To do »
Your answer must be an exact copy of the entries below, with every picture removed.

Data for processing »
—————

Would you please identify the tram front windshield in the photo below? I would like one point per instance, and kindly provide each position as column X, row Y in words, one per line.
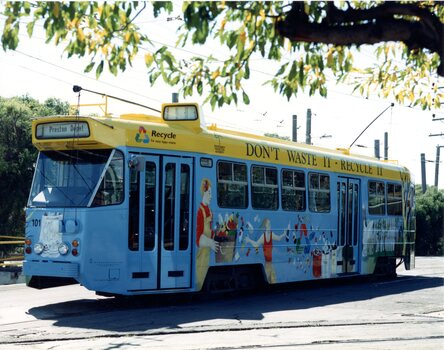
column 67, row 178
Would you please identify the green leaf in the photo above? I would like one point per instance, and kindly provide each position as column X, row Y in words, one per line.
column 30, row 28
column 245, row 98
column 99, row 69
column 89, row 67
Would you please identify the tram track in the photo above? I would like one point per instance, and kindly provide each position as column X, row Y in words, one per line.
column 36, row 336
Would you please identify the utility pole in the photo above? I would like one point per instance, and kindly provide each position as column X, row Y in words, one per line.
column 386, row 146
column 438, row 147
column 377, row 153
column 308, row 128
column 295, row 128
column 423, row 174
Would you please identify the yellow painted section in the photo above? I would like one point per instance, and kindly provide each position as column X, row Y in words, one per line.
column 151, row 132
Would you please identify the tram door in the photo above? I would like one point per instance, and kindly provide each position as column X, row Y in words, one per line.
column 349, row 225
column 159, row 238
column 175, row 247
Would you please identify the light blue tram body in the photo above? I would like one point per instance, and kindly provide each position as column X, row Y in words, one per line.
column 196, row 207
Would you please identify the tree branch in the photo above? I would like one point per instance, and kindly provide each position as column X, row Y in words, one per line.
column 412, row 24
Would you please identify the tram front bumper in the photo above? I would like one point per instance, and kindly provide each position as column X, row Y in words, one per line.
column 51, row 268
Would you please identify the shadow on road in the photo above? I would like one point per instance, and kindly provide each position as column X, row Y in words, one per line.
column 141, row 314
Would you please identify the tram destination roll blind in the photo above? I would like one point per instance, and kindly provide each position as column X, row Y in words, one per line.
column 62, row 130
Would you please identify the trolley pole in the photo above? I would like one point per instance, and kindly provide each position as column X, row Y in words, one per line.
column 437, row 165
column 377, row 154
column 308, row 128
column 295, row 128
column 386, row 146
column 423, row 174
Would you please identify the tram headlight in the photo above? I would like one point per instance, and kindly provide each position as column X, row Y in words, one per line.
column 38, row 248
column 63, row 249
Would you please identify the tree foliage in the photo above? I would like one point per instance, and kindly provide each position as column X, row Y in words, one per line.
column 308, row 41
column 17, row 155
column 429, row 221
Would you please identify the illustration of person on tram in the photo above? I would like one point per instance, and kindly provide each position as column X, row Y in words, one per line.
column 204, row 234
column 266, row 241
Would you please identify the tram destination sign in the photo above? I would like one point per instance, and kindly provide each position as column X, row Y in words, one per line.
column 62, row 130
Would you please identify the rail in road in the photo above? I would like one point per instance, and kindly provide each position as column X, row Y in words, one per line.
column 406, row 312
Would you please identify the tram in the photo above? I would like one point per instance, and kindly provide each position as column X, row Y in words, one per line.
column 142, row 204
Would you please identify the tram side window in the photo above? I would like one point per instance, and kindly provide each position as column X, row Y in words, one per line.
column 111, row 188
column 319, row 193
column 133, row 223
column 293, row 190
column 376, row 198
column 232, row 185
column 394, row 199
column 264, row 188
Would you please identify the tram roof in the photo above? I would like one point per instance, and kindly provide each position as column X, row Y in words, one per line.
column 178, row 129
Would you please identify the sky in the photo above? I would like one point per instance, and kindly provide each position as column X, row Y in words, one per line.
column 43, row 71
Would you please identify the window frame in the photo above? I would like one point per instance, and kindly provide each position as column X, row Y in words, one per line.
column 376, row 195
column 398, row 207
column 265, row 185
column 294, row 189
column 233, row 181
column 313, row 192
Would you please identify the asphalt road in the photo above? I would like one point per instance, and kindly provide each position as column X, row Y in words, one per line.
column 407, row 312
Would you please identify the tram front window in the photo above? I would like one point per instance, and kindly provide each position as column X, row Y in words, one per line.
column 67, row 178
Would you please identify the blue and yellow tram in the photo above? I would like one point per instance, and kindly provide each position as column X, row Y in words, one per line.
column 141, row 204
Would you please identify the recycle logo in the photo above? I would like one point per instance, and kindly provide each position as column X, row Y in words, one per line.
column 141, row 136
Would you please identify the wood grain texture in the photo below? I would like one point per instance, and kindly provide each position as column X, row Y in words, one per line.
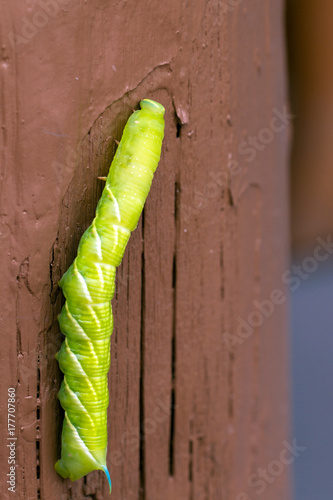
column 191, row 415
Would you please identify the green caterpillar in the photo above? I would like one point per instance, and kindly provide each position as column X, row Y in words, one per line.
column 88, row 286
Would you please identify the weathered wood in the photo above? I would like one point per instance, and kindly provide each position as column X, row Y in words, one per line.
column 193, row 412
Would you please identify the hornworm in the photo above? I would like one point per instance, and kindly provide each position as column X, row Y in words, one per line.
column 88, row 286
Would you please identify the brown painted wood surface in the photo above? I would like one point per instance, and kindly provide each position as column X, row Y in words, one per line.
column 193, row 412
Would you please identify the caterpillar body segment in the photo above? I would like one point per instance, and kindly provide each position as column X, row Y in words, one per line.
column 88, row 286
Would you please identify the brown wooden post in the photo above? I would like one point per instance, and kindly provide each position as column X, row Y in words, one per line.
column 199, row 379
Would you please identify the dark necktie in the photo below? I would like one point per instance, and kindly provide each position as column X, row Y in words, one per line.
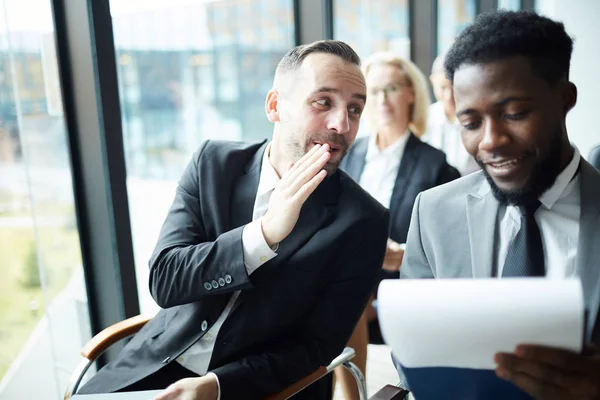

—————

Result »
Would you please identify the tram front windshield in the photo below? I would like one point per instance, and kindly provide each position as column X, row Y in words, one per line.
column 67, row 178
Would you please identify the green leaf in the photo above? I would like one point per instance, and kindly provide each position as column X, row Y in words, one per line.
column 30, row 28
column 245, row 98
column 99, row 69
column 89, row 67
Would you please identify the tram track in the photo above? I would like one point per instance, and kindly provide each position as column X, row Y in words, one per line.
column 36, row 336
Would you please identify the utility pole in the photo above? I would like one point per instance, and kindly provide each position as column X, row Y in words, one per line.
column 386, row 146
column 438, row 147
column 377, row 153
column 308, row 128
column 295, row 128
column 423, row 174
Would you please identify the yellow painted section in the photo above? I would like one point per instance, and kindly provide each position as column X, row Y in words, one per line.
column 151, row 132
Would you please identify the tram door in the photo above? I would like one point per instance, and kindly provide each position as column X, row Y in words, one per line.
column 349, row 225
column 159, row 238
column 175, row 247
Would you please identify the light blue tram body in the photo above? I would like one point per instance, and kindly provide each position as column X, row Y in words, one per line.
column 196, row 207
Would you please identify the tree branch in the photo above? I would like one point per instance, and kindly provide each position as column X, row Y in words, one per line.
column 412, row 24
Would you please identify the tram front bumper in the photo above? I would like one point per instance, and kindly provide each position as column X, row Y in words, one per line.
column 51, row 268
Would you please identify the shadow on road in the photo above? I would like one point per instance, and kindly provide each position as column X, row Y in words, one per line.
column 141, row 314
Would you please identify the tram destination roll blind in the photo above? I would like one point per instance, and kindly provide each position as column X, row Y in words, one per line.
column 62, row 130
Would you please identify the trolley pole in the photo above? I would like one point per instance, and kindly provide each position as column X, row Y in words, one per line.
column 437, row 165
column 377, row 154
column 308, row 128
column 295, row 128
column 386, row 146
column 423, row 174
Would you please identify the tram headlight in the photo above? I would like one point per instance, and kindly provide each position as column X, row Y in words, one per line.
column 38, row 248
column 63, row 249
Would you please identify the tree foliage in the photo above? I would like one point per instance, and kindly provide each position as column X, row Y in words, one per line.
column 308, row 41
column 17, row 155
column 429, row 221
Would you please identify the illustration of person on tram in the photo above? I would like one point per instance, and kindly provide each position as column X, row Y in words, one per line.
column 204, row 234
column 266, row 241
Would you please identify the tram destination sign in the photo above? I would like one point per instance, and kindly provide each position as column X, row Y in words, one per line.
column 62, row 130
Would you please identify the rail in road in the photo above? I would like one point per instance, and kindly provide each position as column X, row Y in words, one per line.
column 406, row 312
Would you please identify the tram in the photo above? I would like one point per instance, and kindly provide each position as column X, row Y in words, one per line.
column 142, row 204
Would you please identify the tram side window in the photo above? I would like one point per instance, and kindly provide each position as column X, row Y in words, one per line.
column 111, row 188
column 319, row 193
column 133, row 223
column 293, row 190
column 376, row 198
column 232, row 185
column 394, row 199
column 264, row 188
Would you please identify the tram roof in the photo above? I would like one point per instance, and kindly provide each position as column X, row Y in words, one per line.
column 178, row 129
Would you please identify the sky in the photo above? I would like one point per instance, and kindly provide each position as column X, row Y in words, one per line.
column 43, row 71
Would you please identify the window frame in the photo above? I would like one point per instance, and kindly provide each position as column X, row Y in words, one per line.
column 376, row 195
column 398, row 207
column 265, row 185
column 294, row 189
column 233, row 181
column 313, row 192
Would you please identify the asphalt road in the photo above? I would like one point per instance, and kindly provide each position as column X, row Y in words, one per line.
column 407, row 312
Would you please identify the tram front window in the photo above? I would like one point per instance, and kindly provide each position as column X, row Y in words, one per line.
column 67, row 178
Would you please identify the blue and yellow tram in the photo above? I would like one point per instance, and kindly provide each position as column X, row Y in words, one per line.
column 141, row 204
Would you please identify the recycle logo in the photo above? I would like one point per instance, and kindly provide each position as column X, row Y in words, one per line.
column 141, row 136
Would you please identify the wood grain texture in the photo below? I would like one point per instance, and kindly provide each position as column X, row Y in words, one per line.
column 191, row 415
Would you please identify the green caterpillar in the photo above? I would like one point per instance, and kindly provide each position as column X, row Y in words, one per line.
column 88, row 286
Would you please identify the weathered wood in the photo above? I would like one point per instance, and kindly provide each position as column X, row Y in words, one per line.
column 193, row 412
Would you please identify the hornworm in the photo above? I would like one point per instance, and kindly provide each position as column X, row Y in words, one per line.
column 88, row 286
Would you please identify the brown painted wood surface in the photo above? I would like one point per instance, and kindly provide each position as column X, row Y in words, one per line.
column 193, row 412
Would you please identify the caterpillar body segment in the photo above? I would like one point per instance, and kindly provide each position as column X, row Y in words, one per line.
column 88, row 286
Would you please identify the brown wooden post in the photo above? I would like one point per instance, and kindly provide each position as column X, row Y in words, one per line.
column 199, row 379
Would you please identify the dark necktie in the photo below? I would like one point per instance, and kindly provide each position as column X, row Y in words, one per line.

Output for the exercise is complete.